- **Belge**:
○ ○ ○ ○ ○

Türkiye Cumhuriyet Merkez Bankası'nın (TCMB) 12 Aralık 2019 tarihli Para Politikası (PPK) toplantı özeti yayımlandı. Merkez Bankası toplantı özetinde 'Enflasyonu Etkileyen Unsurlar, Para Politikası ve Riskler başlıkları altında ekonomik konjonktüre dair önemli mesajlar verildi.
PPK Toplantı özet metni şöyle:
1. Tüketici fiyatları Kasım ayında yüzde 0,38 oranında artmış, yıllık enflasyon 2,01 puan yükselerek yüzde 10,56 olmuştur. Yıllık enflasyondaki yükselişte büyük ölçüde bir önceki yılın aynı döneminde geçici vergi indirimlerine bağlı olarak temel mal grubunda kaydedilen baz etkisi belirleyici olmuştur. Bu dönemde alt gruplar itibarıyla yıllık enflasyon temel mal, gıda ve enerji gruplarında artmış, hizmet grubunda ise görece yatay seyretmiştir. Baz etkisiyle çekirdek göstergelerin yıllık enflasyonu yükselse de, Türk lirasındaki istikrarlı seyir, enflasyon beklentilerindeki iyileşme, iç talep koşulları ve üretici fiyatlarındaki gelişmelere bağlı olarak B ve C göstergelerinin eğilimindeki ılımlı seyir korunmuştur.

○ ○ ○ ○ ○

- **Bir dizi kayıt**:
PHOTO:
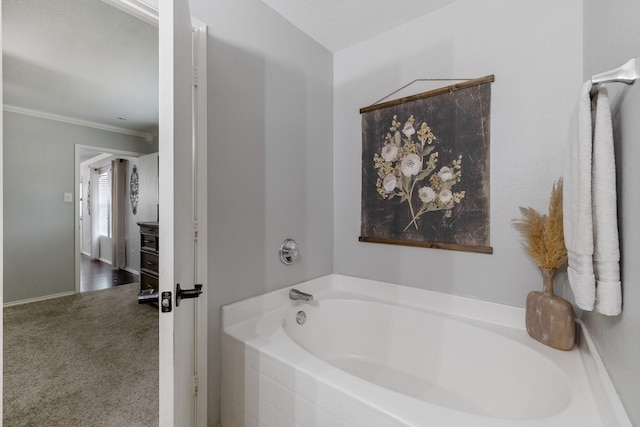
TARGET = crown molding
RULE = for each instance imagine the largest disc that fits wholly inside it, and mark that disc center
(144, 10)
(74, 121)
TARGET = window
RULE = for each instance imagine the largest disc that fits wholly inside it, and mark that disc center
(104, 204)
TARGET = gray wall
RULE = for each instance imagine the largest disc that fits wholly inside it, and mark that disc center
(270, 158)
(535, 51)
(611, 37)
(38, 168)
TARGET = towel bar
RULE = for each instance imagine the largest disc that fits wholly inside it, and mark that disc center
(627, 74)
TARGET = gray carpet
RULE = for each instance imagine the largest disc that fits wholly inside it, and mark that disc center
(85, 360)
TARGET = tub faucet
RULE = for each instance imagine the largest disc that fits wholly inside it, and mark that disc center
(297, 295)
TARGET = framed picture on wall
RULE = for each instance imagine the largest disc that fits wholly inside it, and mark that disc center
(425, 169)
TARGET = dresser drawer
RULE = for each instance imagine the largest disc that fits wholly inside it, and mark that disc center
(149, 242)
(148, 282)
(149, 261)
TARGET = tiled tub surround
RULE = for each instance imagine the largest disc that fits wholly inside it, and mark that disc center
(377, 354)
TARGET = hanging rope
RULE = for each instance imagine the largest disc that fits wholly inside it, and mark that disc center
(417, 80)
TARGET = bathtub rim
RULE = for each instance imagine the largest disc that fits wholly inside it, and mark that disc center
(606, 398)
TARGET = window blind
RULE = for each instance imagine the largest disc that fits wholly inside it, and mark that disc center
(104, 204)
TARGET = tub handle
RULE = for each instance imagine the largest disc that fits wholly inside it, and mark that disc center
(297, 295)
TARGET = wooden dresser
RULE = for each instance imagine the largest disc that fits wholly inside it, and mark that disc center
(149, 249)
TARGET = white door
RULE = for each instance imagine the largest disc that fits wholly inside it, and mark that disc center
(177, 217)
(1, 216)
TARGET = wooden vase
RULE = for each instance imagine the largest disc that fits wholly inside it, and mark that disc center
(550, 319)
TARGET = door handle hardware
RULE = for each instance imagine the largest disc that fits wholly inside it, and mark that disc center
(165, 304)
(187, 293)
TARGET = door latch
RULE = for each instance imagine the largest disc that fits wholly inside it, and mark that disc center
(165, 302)
(187, 293)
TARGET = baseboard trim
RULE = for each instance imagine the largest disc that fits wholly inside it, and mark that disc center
(36, 299)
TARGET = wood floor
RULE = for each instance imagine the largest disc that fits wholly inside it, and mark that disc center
(96, 275)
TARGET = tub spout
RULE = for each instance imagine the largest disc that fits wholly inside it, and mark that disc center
(297, 295)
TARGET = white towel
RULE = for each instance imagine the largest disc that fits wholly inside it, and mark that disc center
(578, 221)
(606, 252)
(590, 213)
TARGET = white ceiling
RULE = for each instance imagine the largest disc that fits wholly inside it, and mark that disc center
(338, 24)
(82, 59)
(90, 61)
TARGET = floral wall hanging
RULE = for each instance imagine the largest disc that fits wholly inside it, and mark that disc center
(425, 169)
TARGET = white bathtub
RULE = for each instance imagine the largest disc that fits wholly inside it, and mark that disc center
(374, 354)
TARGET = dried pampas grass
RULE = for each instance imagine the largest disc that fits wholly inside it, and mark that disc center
(543, 234)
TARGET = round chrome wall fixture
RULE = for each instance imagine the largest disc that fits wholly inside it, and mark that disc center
(288, 251)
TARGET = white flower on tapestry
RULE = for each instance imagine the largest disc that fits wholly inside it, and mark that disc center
(403, 164)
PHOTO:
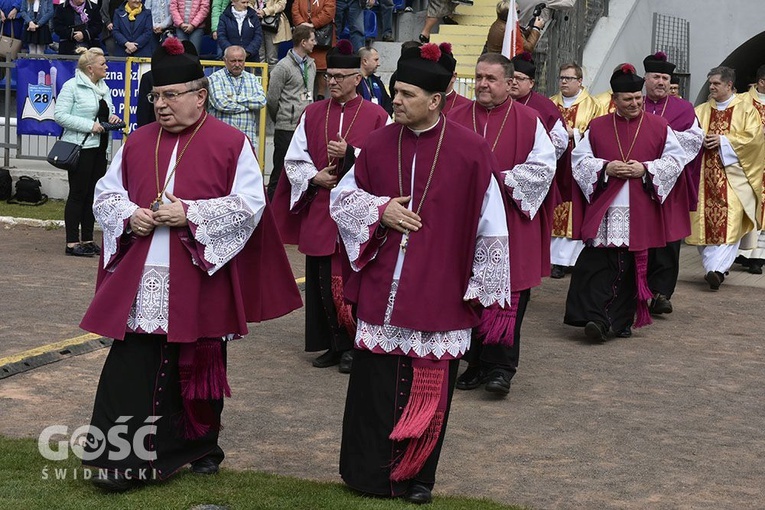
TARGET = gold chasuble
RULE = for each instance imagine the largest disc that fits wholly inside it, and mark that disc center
(606, 100)
(730, 197)
(754, 98)
(577, 116)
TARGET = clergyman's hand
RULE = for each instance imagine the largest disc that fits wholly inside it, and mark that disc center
(397, 217)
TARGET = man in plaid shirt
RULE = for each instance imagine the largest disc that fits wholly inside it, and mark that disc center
(236, 96)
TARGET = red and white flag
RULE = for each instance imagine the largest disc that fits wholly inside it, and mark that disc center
(511, 31)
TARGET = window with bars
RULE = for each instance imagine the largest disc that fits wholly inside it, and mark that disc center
(672, 36)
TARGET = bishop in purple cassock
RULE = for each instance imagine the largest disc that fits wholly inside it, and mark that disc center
(190, 255)
(325, 143)
(626, 165)
(664, 262)
(526, 160)
(423, 223)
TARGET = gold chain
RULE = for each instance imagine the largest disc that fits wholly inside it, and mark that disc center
(340, 128)
(619, 143)
(663, 109)
(475, 126)
(405, 240)
(157, 201)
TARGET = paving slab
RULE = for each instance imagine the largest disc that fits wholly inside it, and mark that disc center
(668, 419)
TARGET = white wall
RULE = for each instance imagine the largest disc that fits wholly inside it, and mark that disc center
(717, 29)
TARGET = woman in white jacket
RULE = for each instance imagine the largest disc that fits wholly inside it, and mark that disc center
(84, 101)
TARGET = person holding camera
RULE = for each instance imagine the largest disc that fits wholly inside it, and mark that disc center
(82, 105)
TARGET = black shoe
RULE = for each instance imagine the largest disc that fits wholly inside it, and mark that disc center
(328, 359)
(714, 279)
(92, 247)
(557, 272)
(498, 381)
(115, 482)
(418, 494)
(471, 378)
(595, 331)
(205, 466)
(346, 362)
(78, 250)
(661, 304)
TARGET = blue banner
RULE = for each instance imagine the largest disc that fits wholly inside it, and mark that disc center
(38, 83)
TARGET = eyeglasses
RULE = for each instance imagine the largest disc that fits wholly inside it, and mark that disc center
(338, 77)
(168, 97)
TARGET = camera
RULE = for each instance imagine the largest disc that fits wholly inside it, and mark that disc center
(537, 13)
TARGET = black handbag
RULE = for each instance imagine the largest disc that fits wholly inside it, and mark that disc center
(270, 23)
(66, 155)
(28, 192)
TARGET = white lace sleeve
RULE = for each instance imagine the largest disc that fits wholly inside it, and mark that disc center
(111, 206)
(490, 281)
(665, 170)
(585, 167)
(355, 211)
(225, 224)
(691, 140)
(298, 164)
(559, 137)
(530, 181)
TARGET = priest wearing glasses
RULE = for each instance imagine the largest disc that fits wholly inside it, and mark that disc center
(414, 201)
(626, 165)
(190, 248)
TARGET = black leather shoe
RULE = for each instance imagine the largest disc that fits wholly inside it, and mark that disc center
(557, 272)
(595, 331)
(498, 381)
(346, 362)
(471, 378)
(115, 482)
(714, 279)
(78, 250)
(92, 247)
(205, 466)
(661, 304)
(418, 494)
(328, 359)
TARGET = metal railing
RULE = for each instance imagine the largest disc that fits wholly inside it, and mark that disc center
(36, 147)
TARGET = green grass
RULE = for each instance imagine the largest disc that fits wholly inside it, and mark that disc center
(51, 210)
(22, 485)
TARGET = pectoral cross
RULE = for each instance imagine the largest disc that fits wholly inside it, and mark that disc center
(404, 241)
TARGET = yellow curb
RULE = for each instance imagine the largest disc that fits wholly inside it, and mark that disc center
(48, 348)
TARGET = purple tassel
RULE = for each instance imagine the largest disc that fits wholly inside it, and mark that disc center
(208, 373)
(418, 450)
(644, 291)
(498, 324)
(343, 309)
(422, 404)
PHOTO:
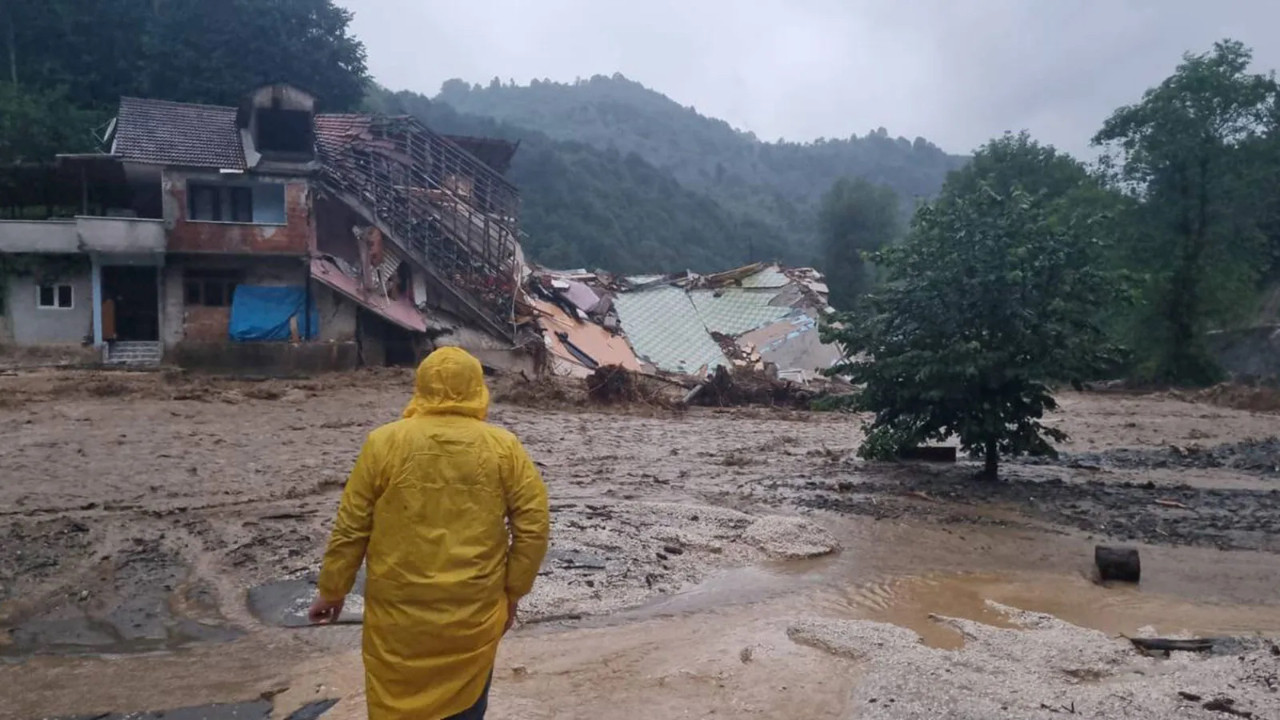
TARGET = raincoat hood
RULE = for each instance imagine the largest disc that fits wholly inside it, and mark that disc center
(449, 382)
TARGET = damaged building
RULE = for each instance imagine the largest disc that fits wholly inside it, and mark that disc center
(264, 236)
(760, 315)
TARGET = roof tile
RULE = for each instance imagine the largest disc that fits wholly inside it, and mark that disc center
(178, 133)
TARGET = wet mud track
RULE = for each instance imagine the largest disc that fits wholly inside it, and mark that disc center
(137, 523)
(1083, 493)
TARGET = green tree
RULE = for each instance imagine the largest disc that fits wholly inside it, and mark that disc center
(35, 124)
(1018, 160)
(856, 218)
(990, 300)
(1178, 154)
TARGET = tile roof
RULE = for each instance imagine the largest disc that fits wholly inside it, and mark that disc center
(178, 133)
(736, 310)
(663, 327)
(768, 277)
(336, 130)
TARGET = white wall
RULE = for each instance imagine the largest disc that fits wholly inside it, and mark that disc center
(31, 324)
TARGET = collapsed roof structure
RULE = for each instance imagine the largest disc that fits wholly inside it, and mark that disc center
(757, 315)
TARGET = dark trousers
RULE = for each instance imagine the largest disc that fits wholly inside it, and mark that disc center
(478, 710)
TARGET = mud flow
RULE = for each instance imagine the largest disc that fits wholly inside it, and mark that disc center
(705, 564)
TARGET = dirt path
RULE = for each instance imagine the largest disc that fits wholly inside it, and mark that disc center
(137, 510)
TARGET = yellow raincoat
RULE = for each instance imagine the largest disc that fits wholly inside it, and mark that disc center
(430, 499)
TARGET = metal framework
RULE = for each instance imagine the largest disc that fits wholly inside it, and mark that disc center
(437, 201)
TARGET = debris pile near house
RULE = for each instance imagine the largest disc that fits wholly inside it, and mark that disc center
(616, 384)
(748, 386)
(744, 336)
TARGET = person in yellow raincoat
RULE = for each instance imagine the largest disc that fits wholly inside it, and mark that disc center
(451, 516)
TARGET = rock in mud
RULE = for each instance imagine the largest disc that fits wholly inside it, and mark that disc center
(1119, 564)
(789, 538)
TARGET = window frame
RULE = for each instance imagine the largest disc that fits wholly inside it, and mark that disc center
(58, 296)
(202, 279)
(236, 199)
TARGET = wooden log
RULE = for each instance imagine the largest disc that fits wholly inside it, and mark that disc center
(936, 454)
(1118, 563)
(1197, 645)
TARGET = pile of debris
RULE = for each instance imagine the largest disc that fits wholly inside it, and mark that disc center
(748, 386)
(758, 318)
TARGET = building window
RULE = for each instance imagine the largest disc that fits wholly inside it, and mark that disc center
(55, 297)
(210, 288)
(261, 203)
(284, 132)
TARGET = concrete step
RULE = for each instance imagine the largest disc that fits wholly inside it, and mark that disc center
(133, 352)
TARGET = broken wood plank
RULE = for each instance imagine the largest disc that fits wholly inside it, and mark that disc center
(1168, 645)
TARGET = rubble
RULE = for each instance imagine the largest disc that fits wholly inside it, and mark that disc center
(762, 318)
(749, 386)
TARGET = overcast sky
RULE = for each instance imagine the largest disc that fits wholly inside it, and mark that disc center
(956, 72)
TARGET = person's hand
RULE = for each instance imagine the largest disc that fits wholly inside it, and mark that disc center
(512, 611)
(325, 611)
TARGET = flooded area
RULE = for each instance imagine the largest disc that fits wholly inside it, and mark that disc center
(160, 534)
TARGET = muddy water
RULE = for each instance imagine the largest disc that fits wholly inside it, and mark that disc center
(906, 575)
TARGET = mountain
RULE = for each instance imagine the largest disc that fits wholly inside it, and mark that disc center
(777, 183)
(585, 206)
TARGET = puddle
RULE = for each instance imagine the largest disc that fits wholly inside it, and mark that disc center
(284, 604)
(1115, 610)
(1197, 591)
(254, 710)
(142, 602)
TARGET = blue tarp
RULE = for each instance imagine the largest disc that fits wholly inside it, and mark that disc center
(263, 313)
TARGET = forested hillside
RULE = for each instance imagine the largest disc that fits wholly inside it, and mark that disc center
(584, 206)
(776, 182)
(612, 174)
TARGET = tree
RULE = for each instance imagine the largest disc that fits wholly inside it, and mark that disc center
(36, 124)
(990, 300)
(1178, 154)
(856, 218)
(1018, 160)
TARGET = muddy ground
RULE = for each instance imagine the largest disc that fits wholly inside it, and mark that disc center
(691, 551)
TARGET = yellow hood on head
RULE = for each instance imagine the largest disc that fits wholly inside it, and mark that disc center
(449, 382)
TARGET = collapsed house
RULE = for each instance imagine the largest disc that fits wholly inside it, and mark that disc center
(759, 315)
(265, 236)
(272, 237)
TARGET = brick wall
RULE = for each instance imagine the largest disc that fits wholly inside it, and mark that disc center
(296, 236)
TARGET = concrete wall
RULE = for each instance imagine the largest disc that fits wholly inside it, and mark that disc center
(492, 351)
(39, 236)
(275, 359)
(295, 237)
(31, 324)
(120, 235)
(204, 324)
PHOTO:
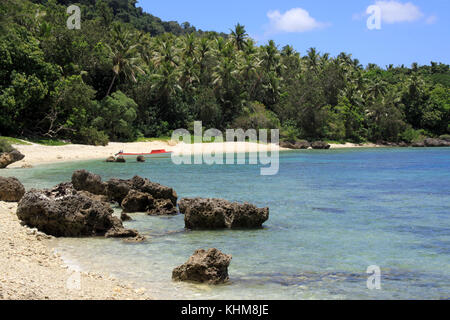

○ ○ ○ ○ ○

- **Yazılı Görevler**:
1. Belgeye göre Kasım ayında yıllık enflasyon yüzde kaça çıktı?
2. Belgede "Türkiye Cumhuriyet Merkez" ifadesinden "önemli mesajlar verildi." ifadesine kadar olan bölümü, "ekonomik konjonktüre" yerine "ekonomik gidişata" yazarak güncelle.

- **Sırayla Cevaplar**:
1. Yüzde 10,56.

2.
Türkiye Cumhuriyet Merkez Bankası'nın (TCMB) 12 Aralık 2019 tarihli Para Politikası (PPK) toplantı özeti yayımlandı. Merkez Bankası toplantı özetinde 'Enflasyonu Etkileyen Unsurlar, Para Politikası ve Riskler başlıkları altında ekonomik gidişata dair önemli mesajlar verildi.